Teks Sumber:

Nasional Mondial Ekonomi Megapolitan Olahraga Rona The Alun-Alun Kupas Splash Wisata Perspektif Wawancara Edisi Weekend Foto Video Infografis

Pemerintah dan DPR RI Sepakat RUU TPKS Harus Berikan Keadilan dan Pendampingan Terbaik bagi Korban

Foto : Istimewa
A   A   A   Pengaturan Font

Jakarta - Kementerian Pemberdayaan Perempuan dan Perlindungan Anak (KemenPPPA) terus mengawal jalannya proses persidangan penyusunan Rancangan Undang - Undang Tindak Pidana Kekerasan Seksual (RUU TPKS), yang saat ini telah memasuki sidang ketiga. Pemerintah bersama Dewan Perwakilan Rakyat Republik Indonesia (DPR RI) berkomitmen untuk dapat merumuskan regulasi yang menitikberatkan pada perlindungan dan pemenuhan hak korban kekerasan seksual, termasuk memberikan rasa keadilan serta pendampingan yang terbaik bagi korban.

Sidang ketiga yang digelar di Gedung Nusantara I DPR RI, pada Rabu (30/3), merupakan sidang lanjutan yang membahas sejumlah pasal dalam Daftar Inventarisasi Masalah (DIM) RUU TPKS, termasuk di dalamnya usulan pemerintah yang bersifat substantif, dan juga merupakan substansi baru. Usulan ini bertujuan untuk memperkuat pasal - pasal yang sebelumnya telah dirumuskan oleh DPR RI. Pada sidang ketiga ini, Panitia Kerja (Panja) RUU TPKS DPR RI memberikan perhatian besar pada masalah restitusi, korporasi yang melakukan tindak pidana kekerasan seksual, pengaturan alat bukti, hingga layanan pendampingan bagi korban dan saksi.

Soal a: Salin persis bagian berita tentang RUU TPKS yang dimulai pada kata-kata "Pemerintah dan DPR" dan berakhir setelah kata-kata "terbaik bagi korban.".

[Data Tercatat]
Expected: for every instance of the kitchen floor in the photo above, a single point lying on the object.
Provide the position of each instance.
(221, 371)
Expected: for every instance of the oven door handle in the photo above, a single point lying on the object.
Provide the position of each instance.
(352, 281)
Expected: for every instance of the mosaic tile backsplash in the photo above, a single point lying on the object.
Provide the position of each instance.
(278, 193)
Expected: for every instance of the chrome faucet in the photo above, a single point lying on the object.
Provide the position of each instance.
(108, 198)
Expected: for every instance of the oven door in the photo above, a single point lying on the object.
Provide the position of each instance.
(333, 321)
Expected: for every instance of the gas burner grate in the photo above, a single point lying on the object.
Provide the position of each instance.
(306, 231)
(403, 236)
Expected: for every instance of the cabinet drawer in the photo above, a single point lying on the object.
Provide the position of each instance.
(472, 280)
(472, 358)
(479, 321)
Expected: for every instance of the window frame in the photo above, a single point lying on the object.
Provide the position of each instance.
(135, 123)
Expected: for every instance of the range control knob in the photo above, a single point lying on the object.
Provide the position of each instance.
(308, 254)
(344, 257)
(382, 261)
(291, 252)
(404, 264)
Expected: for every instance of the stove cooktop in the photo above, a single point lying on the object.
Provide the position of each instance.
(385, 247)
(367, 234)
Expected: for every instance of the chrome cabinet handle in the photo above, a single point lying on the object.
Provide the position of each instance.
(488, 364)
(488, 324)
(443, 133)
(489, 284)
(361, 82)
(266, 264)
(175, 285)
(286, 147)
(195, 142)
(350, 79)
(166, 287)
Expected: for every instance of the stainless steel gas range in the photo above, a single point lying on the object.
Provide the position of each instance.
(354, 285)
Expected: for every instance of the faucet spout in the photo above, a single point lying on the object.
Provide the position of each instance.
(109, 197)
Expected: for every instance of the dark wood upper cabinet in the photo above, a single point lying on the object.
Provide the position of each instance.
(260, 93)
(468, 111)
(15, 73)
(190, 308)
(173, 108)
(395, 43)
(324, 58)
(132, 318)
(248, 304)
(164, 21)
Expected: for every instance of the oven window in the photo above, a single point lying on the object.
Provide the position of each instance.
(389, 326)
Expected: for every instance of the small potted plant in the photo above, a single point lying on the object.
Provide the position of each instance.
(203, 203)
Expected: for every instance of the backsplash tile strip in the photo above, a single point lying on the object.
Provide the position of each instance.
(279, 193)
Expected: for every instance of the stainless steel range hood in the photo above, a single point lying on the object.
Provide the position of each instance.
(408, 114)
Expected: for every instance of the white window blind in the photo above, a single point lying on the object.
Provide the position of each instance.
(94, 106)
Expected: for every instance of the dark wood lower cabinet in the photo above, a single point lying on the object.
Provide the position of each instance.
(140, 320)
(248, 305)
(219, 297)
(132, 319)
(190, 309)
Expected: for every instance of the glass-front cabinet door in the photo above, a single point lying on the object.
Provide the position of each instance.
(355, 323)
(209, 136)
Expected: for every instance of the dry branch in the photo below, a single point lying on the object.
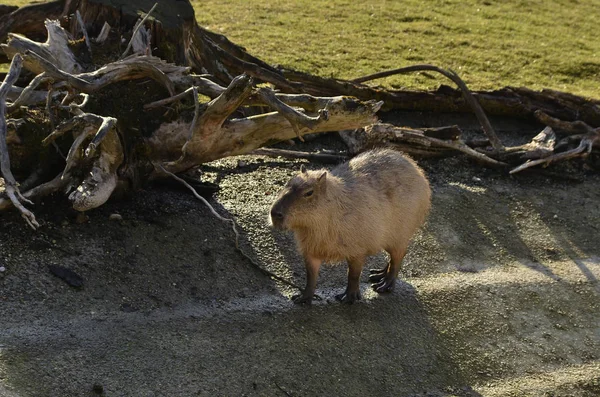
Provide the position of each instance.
(292, 115)
(294, 154)
(585, 148)
(10, 184)
(136, 29)
(386, 133)
(471, 100)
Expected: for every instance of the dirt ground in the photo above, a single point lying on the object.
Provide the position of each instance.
(499, 294)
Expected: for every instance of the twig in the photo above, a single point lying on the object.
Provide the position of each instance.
(170, 99)
(10, 184)
(28, 91)
(585, 148)
(82, 25)
(233, 227)
(380, 131)
(483, 120)
(569, 127)
(137, 27)
(103, 35)
(292, 115)
(293, 154)
(54, 72)
(288, 394)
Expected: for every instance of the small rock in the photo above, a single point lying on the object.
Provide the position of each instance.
(67, 275)
(115, 217)
(81, 217)
(98, 388)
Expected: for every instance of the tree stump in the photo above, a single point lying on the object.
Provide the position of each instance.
(109, 97)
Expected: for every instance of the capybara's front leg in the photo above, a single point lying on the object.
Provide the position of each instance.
(388, 280)
(352, 293)
(312, 272)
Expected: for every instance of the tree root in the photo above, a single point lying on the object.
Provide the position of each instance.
(11, 188)
(264, 271)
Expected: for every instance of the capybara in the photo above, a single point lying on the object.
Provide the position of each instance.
(374, 202)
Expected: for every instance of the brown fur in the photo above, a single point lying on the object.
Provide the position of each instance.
(375, 202)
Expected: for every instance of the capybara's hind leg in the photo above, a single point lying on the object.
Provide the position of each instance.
(376, 275)
(312, 272)
(352, 293)
(387, 281)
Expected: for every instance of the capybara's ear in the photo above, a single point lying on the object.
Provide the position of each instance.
(321, 178)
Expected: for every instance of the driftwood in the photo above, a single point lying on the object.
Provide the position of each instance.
(113, 116)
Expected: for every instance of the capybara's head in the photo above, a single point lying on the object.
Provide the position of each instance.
(299, 200)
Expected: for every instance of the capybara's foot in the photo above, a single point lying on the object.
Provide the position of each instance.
(349, 297)
(302, 299)
(386, 284)
(376, 277)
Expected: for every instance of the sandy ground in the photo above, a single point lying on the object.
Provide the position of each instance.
(499, 296)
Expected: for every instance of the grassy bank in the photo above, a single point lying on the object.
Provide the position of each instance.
(538, 44)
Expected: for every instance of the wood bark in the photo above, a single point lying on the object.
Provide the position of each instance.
(112, 87)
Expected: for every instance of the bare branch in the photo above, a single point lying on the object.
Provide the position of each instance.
(294, 154)
(473, 103)
(291, 114)
(28, 91)
(585, 148)
(84, 31)
(103, 35)
(136, 29)
(233, 227)
(569, 127)
(382, 132)
(10, 184)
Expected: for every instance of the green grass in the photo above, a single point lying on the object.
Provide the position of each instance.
(490, 43)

Soal b: Perbarui baris-baris data tercatat mulai dari baris yang memuat "Expected: for every instance of the bare" sampai akhir data tercatat dengan mengganti "green grass" menjadi "lush grass" tanpa mengubah bagian lain. Tuliskan hanya baris-baris tersebut.

Jawaban a:
Pemerintah dan DPR RI Sepakat RUU TPKS Harus Berikan Keadilan dan Pendampingan Terbaik bagi Korban

Foto : Istimewa
A   A   A   Pengaturan Font

Jakarta - Kementerian Pemberdayaan Perempuan dan Perlindungan Anak (KemenPPPA) terus mengawal jalannya proses persidangan penyusunan Rancangan Undang - Undang Tindak Pidana Kekerasan Seksual (RUU TPKS), yang saat ini telah memasuki sidang ketiga. Pemerintah bersama Dewan Perwakilan Rakyat Republik Indonesia (DPR RI) berkomitmen untuk dapat merumuskan regulasi yang menitikberatkan pada perlindungan dan pemenuhan hak korban kekerasan seksual, termasuk memberikan rasa keadilan serta pendampingan yang terbaik bagi korban.

Jawaban b:
Expected: for every instance of the bare branch in the photo above, a single point lying on the object.
Provide the position of each instance.
(294, 154)
(473, 103)
(291, 114)
(28, 91)
(585, 148)
(84, 31)
(103, 35)
(136, 29)
(233, 227)
(569, 127)
(382, 132)
(10, 184)
Expected: for every instance of the lush grass in the photo above, a single point lying on the object.
Provide the position of each instance.
(490, 43)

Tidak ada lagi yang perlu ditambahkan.